*AUFGABEN*:
**1.** Warum lehnen Vertreter der kritischen Kunstvermittlung laut dem Text über Begriffe der Kunstvermittlung den Begriff „Führung“ ab?
**2.** Schreibe den Text über Begriffe der Kunstvermittlung im Anschluss an seinen letzten Satz weiter.

*QUELLDOKUMENT*:
········

Unscharfe Begriffe: Die Führung und andere Bezeichnungen für Vermittlung

 Fabian Hofmann, 2014

Im Feld der Kunstvermittlung kursieren unterschiedliche Begriffe für die Arbeit vor dem Werk – von „Führung“, „Führungsgespräch“, „Bildgespräch“, „Vermittlung“ und noch vielem mehr ist hier die Rede. Die Begriffsfindung ist tatsächlich schwierig: Der Begriff „Führung“ ist sehr vorurteilsbesetzt; man vermutet darunter eine langweilige, trockene Veranstaltung. Manche unterscheiden von ihr daher das „Führungsgespräch“ (Czech 2007) und betonen, dass mit diesem Begriff eine eher dialogische Form der Vermittlung gemeint ist. Nicht der Vortrag von Fachwissen steht dabei im Vordergrund, sondern ein gemeinsames Erarbeiten von Inhalten. Solche Vermittlungsformen sind eher partizipativ; der Besucher hat Anteil an der Vermittlung und kann Art und Inhalt der Veranstaltung mitbestimmen. Aus Sicht einer kritischen Kunstvermittlung (Mörsch 2012) ist dies ein entscheidender Punkt. Vertreter dieses Ansatzes lehnen den Begriff „Führung“ ab, weil dahinter oft auch affirmative und instruktive Konzepte von Kultur und Pädagogik stehen. Die Benennung desjenigen, der Führungen macht, als „Führer“ (und dies erstaunlich oft auch dann, wenn sie eine Führerin ist), macht dieses Problem offensichtlich.

········

Annotationsdaten zur Objektlokalisierung:

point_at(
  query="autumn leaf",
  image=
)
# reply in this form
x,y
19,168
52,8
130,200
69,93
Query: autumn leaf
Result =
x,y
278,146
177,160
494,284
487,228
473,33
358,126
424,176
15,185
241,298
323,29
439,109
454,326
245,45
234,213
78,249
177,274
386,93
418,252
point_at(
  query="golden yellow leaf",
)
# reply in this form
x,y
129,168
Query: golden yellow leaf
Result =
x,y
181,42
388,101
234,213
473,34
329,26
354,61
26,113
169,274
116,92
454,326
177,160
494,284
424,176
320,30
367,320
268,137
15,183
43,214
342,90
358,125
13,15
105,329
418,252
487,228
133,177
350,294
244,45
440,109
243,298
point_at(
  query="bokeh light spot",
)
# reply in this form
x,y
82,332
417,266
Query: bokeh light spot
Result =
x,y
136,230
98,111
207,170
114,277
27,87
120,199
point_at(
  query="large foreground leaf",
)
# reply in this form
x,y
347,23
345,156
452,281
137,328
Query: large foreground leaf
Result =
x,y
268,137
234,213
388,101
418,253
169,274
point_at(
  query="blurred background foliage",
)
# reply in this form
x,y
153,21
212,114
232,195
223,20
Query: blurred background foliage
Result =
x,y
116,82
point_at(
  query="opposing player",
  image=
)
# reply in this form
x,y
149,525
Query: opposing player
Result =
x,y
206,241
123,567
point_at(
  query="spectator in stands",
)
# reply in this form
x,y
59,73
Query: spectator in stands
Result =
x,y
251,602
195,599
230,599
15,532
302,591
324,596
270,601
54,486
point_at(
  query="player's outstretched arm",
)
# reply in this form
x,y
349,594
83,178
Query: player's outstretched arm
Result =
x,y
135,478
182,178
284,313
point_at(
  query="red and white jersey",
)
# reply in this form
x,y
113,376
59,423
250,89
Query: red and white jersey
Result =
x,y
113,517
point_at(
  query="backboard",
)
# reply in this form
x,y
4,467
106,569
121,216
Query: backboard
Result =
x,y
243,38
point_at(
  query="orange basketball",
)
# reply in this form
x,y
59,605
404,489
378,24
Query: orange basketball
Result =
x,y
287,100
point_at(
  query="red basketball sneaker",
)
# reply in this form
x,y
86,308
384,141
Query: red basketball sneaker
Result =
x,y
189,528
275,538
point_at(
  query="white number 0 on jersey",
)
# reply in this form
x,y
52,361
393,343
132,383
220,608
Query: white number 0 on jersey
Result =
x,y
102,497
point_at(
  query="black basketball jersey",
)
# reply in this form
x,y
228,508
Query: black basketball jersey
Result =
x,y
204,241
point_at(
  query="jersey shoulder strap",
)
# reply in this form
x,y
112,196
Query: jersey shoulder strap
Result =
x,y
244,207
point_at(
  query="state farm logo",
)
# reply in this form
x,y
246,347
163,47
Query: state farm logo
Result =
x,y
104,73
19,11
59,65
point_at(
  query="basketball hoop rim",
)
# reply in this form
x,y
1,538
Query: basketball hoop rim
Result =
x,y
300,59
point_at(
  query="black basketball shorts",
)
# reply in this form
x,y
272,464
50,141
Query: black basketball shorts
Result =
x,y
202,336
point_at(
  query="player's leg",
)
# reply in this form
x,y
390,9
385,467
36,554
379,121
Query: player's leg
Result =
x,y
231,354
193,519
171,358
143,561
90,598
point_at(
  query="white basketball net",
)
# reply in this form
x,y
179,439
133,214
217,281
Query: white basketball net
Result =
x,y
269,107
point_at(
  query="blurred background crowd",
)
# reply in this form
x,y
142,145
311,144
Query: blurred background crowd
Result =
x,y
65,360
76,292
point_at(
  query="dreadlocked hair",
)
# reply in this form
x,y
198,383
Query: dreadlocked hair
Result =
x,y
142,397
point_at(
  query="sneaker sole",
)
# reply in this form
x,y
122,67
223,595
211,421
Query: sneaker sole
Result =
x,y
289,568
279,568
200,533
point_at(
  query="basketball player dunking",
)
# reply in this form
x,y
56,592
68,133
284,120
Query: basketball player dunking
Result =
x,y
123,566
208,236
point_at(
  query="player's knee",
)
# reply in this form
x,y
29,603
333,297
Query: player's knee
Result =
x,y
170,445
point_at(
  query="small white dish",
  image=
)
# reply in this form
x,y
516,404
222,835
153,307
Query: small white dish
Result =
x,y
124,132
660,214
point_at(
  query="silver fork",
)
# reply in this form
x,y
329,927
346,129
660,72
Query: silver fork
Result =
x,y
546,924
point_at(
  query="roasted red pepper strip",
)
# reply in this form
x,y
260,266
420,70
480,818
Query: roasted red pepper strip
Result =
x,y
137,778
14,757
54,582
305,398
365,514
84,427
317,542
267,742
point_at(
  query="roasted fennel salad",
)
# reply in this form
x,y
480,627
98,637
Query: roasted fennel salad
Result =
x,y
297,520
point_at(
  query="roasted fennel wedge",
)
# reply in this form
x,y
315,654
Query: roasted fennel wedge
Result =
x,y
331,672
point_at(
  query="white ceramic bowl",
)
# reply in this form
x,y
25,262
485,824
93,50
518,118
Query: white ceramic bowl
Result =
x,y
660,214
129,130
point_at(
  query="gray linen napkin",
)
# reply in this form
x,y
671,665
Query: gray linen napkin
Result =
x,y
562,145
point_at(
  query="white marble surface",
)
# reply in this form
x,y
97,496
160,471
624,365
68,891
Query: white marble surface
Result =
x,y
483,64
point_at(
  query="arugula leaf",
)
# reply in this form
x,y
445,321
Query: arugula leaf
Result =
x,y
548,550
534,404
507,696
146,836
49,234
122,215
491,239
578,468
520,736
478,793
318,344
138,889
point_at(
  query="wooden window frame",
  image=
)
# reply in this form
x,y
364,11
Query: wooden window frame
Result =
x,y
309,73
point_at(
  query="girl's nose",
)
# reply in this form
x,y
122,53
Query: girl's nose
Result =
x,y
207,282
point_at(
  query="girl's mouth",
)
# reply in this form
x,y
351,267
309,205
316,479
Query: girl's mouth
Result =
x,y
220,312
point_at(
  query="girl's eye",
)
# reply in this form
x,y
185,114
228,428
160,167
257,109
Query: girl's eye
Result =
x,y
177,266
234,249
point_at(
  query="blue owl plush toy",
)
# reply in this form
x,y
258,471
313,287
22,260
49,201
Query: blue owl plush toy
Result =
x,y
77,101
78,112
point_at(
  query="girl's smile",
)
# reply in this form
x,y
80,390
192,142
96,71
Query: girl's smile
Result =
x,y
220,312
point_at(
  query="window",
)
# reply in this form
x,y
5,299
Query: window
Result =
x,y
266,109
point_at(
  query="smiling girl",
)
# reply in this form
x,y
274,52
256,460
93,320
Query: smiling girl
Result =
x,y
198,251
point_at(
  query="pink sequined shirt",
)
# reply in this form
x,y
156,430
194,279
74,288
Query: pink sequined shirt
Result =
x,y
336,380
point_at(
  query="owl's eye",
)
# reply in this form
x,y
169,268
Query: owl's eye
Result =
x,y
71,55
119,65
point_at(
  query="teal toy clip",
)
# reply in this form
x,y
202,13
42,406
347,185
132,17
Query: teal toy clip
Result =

········

*LÖSUNGEN*:
**1.** Weil hinter diesem Begriff oft auch affirmative und instruktive Konzepte von Kultur und Pädagogik stehen.

**2.**
In der Museumspädagogik wird schon immer versucht, diesem Verdacht entgegenzuwirken. Insbesondere der Begriff „Bildergespräch“ (z. B Sprigath 1986) sollte verdeutlichen, dass es bei der gemeinten Aktion nicht um einen allgemeinen kulturhistorischen Vortrag geht, sondern darum, gemeinsam im Gespräch und direkt am Bild zu arbeiten (Lichtwark 1909). Diese pädagogisch angeleitete Kunstrezeption wird damit auch von wissenschaftlichen Methoden der „Bildanalyse“ abgegrenzt, die beispielsweise in der Kunstgeschichte angewendet werden.
In der Kunstpädagogik wird mit dem Begriff „Bildgespräch“ (Uhlig 2011) eine Vermittlungsform beschrieben, bei der das Sprechen als Prozess zentral ist, weil das Suchen nach Begriffen, die Verständigung über Eindrücke, Empfindungen und Erkenntnisse einen wichtigen Teil der Kunstrezeption ausmacht.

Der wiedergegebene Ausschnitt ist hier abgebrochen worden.